*** DOCUMENT EXTRACT ***

Yesterday was World Mental Health Day, I was reminded of this line from Laura Lamb Brown-Lavoie’s poem, On This, The 100th Anniversary of the Sinking of The Titanic, We Reconsider the Buoyancy of the Human Heart, “The trouble with you humans is you’re so concerned with staying afloat. You’re not a boat — you can go under and come up again with those big old lungs.” This week I am sinking into some sort of feelings, but I am recognising that I am not drowning in it. And so, I will resurface when I am ready.

Reading in my tabs:

  • The students left behind by remote learning, and the students exposing the invasive test-taking software through TikTok.
  • “Why are my sides so sore and achy? It’s from crying, I’m told. I did not know that we cry with our muscles. The pain is not surprising, but its physicality is, my tongue unbearably bitter, as though I ate a loathed meal and forgot to clean my teeth, on my chest a heavy, awful weight, and inside my body a sensation of eternal dissolving.” Chimamanda Ngozi Adichie wrote on grief after losing her father, every bit of her word I could relate to so well.
  • And another one on grief in the digital time, as the author lost her best friend to the coronavirus: “How does one measure the support of digital grief anyway? Would I have loved her more if my “story” had received 400 views? Would our friendship mean more if a few more people had sent crying emojis in response?”
  • “Before the pandemic, I was thinking a lot about how jobs with vocational awe — from librarians to teachers, from pastors to zookeepers — ironically expose the workers with those jobs to exploitation. Complain about pay? You don’t love the job enough. Attempt to unionise to advocate for a better safety net? You don’t love the job enough. Complain about systemic sexism, racism, or other exclusionary practices at your institution? You don’t love the job enough.” PREACH.
  • And on that note, employers need to know how to handle grief, personally and especially collectively these days.

*** End of DOCUMENT EXTRACT ***

▶ **ACTION ITEM A**
List the jobs that the World Mental Health Day post above names as examples of work with vocational awe.
▶ **ACTION ITEM B**
Extend the World Mental Health Day post above by writing what comes after its last line.

*** SOURCE DATA ***

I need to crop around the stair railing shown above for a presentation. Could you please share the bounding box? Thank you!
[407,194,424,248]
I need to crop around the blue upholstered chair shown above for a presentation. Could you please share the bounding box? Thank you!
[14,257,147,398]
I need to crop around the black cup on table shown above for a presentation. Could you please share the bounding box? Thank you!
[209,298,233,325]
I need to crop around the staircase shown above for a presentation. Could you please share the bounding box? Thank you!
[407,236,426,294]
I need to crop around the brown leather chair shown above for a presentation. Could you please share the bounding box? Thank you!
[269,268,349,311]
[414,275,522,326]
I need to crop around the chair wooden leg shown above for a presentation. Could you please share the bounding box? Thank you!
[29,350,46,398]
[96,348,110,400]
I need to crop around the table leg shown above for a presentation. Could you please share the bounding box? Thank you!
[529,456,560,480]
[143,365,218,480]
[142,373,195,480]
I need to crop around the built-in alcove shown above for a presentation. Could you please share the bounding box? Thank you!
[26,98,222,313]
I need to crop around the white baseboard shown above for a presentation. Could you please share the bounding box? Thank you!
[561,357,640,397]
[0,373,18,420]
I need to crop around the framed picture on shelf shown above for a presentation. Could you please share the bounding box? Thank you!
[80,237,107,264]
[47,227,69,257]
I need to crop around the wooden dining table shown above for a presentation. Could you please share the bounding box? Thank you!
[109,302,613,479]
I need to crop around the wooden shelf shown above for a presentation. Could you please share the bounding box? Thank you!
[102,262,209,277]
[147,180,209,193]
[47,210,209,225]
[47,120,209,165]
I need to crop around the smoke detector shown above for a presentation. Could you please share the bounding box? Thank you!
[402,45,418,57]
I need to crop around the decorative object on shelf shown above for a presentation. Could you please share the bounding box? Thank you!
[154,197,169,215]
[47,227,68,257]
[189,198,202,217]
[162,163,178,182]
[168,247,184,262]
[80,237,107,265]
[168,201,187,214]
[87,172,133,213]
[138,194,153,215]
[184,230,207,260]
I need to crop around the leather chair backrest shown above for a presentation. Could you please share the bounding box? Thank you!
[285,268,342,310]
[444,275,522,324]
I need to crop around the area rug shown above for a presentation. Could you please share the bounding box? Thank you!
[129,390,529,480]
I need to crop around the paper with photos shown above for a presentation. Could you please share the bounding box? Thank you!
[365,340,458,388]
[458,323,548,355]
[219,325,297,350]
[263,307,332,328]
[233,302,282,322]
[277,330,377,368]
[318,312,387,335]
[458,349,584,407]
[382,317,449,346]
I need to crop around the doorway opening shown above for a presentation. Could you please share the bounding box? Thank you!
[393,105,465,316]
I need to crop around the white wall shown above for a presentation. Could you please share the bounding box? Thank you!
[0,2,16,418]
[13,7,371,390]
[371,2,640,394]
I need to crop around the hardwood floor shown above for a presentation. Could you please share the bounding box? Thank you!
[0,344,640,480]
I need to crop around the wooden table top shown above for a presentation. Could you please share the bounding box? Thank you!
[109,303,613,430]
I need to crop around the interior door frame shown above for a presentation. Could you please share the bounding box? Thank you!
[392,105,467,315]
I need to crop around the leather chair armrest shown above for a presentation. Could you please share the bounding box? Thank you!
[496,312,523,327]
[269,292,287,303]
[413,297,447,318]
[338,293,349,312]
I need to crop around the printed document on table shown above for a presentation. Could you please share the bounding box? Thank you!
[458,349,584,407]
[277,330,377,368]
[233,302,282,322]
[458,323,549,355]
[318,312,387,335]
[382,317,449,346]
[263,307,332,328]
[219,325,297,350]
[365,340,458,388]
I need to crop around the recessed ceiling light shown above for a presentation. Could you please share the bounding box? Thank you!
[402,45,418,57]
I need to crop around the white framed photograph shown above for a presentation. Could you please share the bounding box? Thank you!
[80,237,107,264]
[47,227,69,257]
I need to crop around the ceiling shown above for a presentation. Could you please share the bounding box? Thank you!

*** End of SOURCE DATA ***

▶ **TASK RESPONSE A**
Librarians, teachers, pastors, zookeepers

▶ **TASK RESPONSE B**
  • There’s this article about ‘data sprawl‘, now that people are starting to work from home and companies are concerned that company data is going where it should not be, as normally “employees using personal devices for work” so their IT executives are worried that “their employees are not following the policies for keeping their data secure.” This reminded me of several discussions I was in over last week on the questions of the cost of equipments and labour now that people start to work from home and use their own devices — are they going to be compensated if their devices break down? What if they have to go buy new devices and fall sick in the process? All in all, that just like the requirements you have for people to work physically in the office, provide your employees all they need to work from home, which means — small stipends to cover for their WFH equipments or Internet access, and do all you need to assess and close the security and control gaps in your remote work setup etc. Policies would be the last thing to implement once you have made sure the gaps are addressed and filled.
  • Another tale of how each of our innovation has considerable human impacts — including, and especially, those that started as a joke.
  • Because we might need it: the best animal live feeds from around the world.
  • “Drowning people / sometimes die / fighting their rescuers.”